▶ [TASK STATEMENT]
Copy each of the lines below word for word, keeping their order.

═══ INPUT RECORDS

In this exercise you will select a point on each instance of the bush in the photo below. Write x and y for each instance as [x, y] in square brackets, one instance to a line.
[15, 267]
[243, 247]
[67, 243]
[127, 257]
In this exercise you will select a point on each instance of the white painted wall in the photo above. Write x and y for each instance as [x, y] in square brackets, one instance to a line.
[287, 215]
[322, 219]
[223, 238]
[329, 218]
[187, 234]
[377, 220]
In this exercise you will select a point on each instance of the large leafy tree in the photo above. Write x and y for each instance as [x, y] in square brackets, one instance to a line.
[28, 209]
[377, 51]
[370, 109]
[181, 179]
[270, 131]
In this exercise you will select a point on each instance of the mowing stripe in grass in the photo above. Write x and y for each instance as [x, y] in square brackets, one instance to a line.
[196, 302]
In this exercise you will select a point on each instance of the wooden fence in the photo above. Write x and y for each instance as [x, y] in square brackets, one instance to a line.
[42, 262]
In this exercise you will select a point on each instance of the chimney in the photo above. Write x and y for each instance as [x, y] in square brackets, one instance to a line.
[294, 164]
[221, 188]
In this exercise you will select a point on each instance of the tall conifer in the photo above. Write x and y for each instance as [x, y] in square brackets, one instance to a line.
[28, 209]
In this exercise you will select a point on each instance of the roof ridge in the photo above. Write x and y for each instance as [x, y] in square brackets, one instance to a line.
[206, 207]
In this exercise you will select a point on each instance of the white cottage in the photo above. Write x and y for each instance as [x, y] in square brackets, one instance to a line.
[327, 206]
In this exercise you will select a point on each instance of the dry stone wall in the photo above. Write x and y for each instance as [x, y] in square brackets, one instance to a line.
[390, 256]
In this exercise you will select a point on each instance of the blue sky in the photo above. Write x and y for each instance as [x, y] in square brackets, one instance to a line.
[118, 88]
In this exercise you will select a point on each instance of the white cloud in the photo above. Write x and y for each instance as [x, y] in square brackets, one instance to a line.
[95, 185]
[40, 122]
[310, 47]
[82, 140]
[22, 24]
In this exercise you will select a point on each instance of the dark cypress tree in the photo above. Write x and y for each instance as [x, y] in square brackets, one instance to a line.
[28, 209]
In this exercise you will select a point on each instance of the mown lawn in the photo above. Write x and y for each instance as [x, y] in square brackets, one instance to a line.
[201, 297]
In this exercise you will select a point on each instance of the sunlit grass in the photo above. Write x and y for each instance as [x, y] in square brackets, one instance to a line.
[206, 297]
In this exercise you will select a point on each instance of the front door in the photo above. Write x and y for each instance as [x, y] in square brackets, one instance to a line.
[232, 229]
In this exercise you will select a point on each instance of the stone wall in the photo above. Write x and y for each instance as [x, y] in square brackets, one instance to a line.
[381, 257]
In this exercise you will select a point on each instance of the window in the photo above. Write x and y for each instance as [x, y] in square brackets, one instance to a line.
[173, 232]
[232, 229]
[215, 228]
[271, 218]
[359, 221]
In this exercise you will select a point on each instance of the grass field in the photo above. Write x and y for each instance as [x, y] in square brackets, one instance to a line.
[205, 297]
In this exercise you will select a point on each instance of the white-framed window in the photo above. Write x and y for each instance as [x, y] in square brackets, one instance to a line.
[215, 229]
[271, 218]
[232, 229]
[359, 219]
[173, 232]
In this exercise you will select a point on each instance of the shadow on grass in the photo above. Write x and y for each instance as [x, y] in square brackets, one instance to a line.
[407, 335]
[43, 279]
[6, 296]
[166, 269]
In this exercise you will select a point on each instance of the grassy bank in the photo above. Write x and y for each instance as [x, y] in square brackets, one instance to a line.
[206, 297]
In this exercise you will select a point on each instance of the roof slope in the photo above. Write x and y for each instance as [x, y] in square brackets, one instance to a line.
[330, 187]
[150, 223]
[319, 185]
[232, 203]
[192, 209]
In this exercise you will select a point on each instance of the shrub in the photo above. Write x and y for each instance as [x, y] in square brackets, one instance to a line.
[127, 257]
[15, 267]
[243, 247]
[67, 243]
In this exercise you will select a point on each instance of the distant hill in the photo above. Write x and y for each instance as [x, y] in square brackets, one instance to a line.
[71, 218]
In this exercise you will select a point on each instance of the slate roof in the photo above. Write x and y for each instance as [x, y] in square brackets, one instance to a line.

══════

▶ [SOLVED PROBLEM]
In this exercise you will select a point on each instance of the bush in the photo below. Write x and y for each instance as [x, y] in square brackets, one instance to a line.
[15, 267]
[243, 247]
[67, 243]
[127, 257]
In this exercise you will select a point on each instance of the white painted wall in the photo above. Write x and y for each instance as [x, y] in square brackets, one instance to a line.
[287, 215]
[322, 219]
[223, 238]
[329, 218]
[187, 234]
[377, 220]
In this exercise you will select a point on each instance of the large leafy tree in the photo above. Write x and y for each instance as [x, y] in square brackets, one instance to a line.
[28, 209]
[377, 51]
[370, 109]
[181, 179]
[270, 131]
In this exercise you will select a point on each instance of the mowing stripe in grass in the photo above. Write x and y for each instance as [x, y] in square brackets, one instance to a line.
[196, 302]
In this exercise you will select a point on each instance of the wooden fence in the photo above. Write x and y for each instance as [x, y] in square brackets, one instance to a line.
[42, 262]
In this exercise you will select a point on each instance of the chimney in the photo above. Write x and y for each instance as [x, y] in square brackets, one instance to a line.
[294, 164]
[221, 188]
In this exercise you will select a point on each instance of the tall conifer in the photo above. Write x and y for each instance as [x, y] in square brackets, one instance to a line.
[28, 209]
In this exercise you will select a point on each instance of the roof ridge in the photo above. Write x and y for each instance as [x, y] in square brackets, one instance to a line.
[206, 207]
In this exercise you will select a point on each instance of the white cottage in the photo above. Write x and y for each instance as [x, y] in square brackets, one instance to a line.
[327, 206]
In this exercise you will select a point on each instance of the dry stone wall in the photo above. Write x and y for each instance as [x, y] in square brackets, one instance to a line.
[390, 256]
In this exercise you will select a point on each instance of the blue sky in the photo above. Write x and y for each instance as [x, y] in square brackets, one instance to a line.
[118, 88]
In this exercise you will select a point on each instance of the white cloud in the photo above. Write x and y for each instance as [x, y] in square brackets, one instance to a line.
[95, 185]
[40, 122]
[310, 47]
[82, 140]
[22, 24]
In this exercise you will select a point on each instance of the dark cypress tree in the photo above. Write x and y for each instance as [x, y] in square brackets, one instance to a line.
[28, 209]
In this exercise you will select a point on each instance of the mown lawn in the photo above. Write x and y for each instance as [x, y] in square brackets, one instance to a line.
[201, 297]
In this exercise you will select a point on each instance of the sunlit grass in the photo above. Write x and y for each instance as [x, y] in square brackets, one instance to a line.
[206, 297]
In this exercise you will select a point on each instance of the front door in the photo above. Write x and y for each instance as [x, y] in square brackets, one instance to a line.
[232, 229]
In this exercise you will select a point on each instance of the stone wall in the photo above. Write x and y for each instance as [x, y] in square brackets, one instance to a line.
[381, 257]
In this exercise you will select a point on each instance of the window in the photo above. Write x and y for each instance as [x, y] in square brackets, one instance to a line.
[173, 232]
[232, 229]
[215, 228]
[271, 218]
[359, 221]
In this exercise you will select a point on each instance of the grass field in the photo above. Write x and y for each instance as [x, y] in square brackets, one instance to a line.
[205, 297]
In this exercise you will select a point on each instance of the white-framed window in the photo above. Write x and y for each instance as [x, y] in square brackets, one instance to a line.
[215, 229]
[271, 218]
[232, 229]
[359, 219]
[173, 232]
In this exercise you will select a point on each instance of the shadow on grass in the photo above. Write x and y for each instance as [x, y] in square brackets, one instance to a line.
[407, 335]
[43, 279]
[6, 296]
[166, 269]
In this exercise you will select a point on each instance of the grassy bank in the photo above. Write x and y for each instance as [x, y] in square brackets, one instance to a line.
[206, 297]
In this exercise you will select a point on each instance of the roof slope in the photo above. Write x and y for each instance as [x, y] in square brackets, one instance to a line.
[330, 187]
[150, 223]
[319, 185]
[232, 203]
[192, 209]
In this exercise you will select a point on each instance of the shrub in the photo above. Write x and y for each instance as [x, y] in square brackets, one instance to a line.
[127, 257]
[15, 267]
[243, 247]
[67, 243]
In this exercise you will select a point on each instance of the distant hill in the photo above. Write x and y for each instance as [x, y] in square brackets, one instance to a line.
[71, 218]
In this exercise you will select a point on each instance of the slate roof in the photo above. Write x and y for each instance as [x, y] in square brackets, one instance to a line.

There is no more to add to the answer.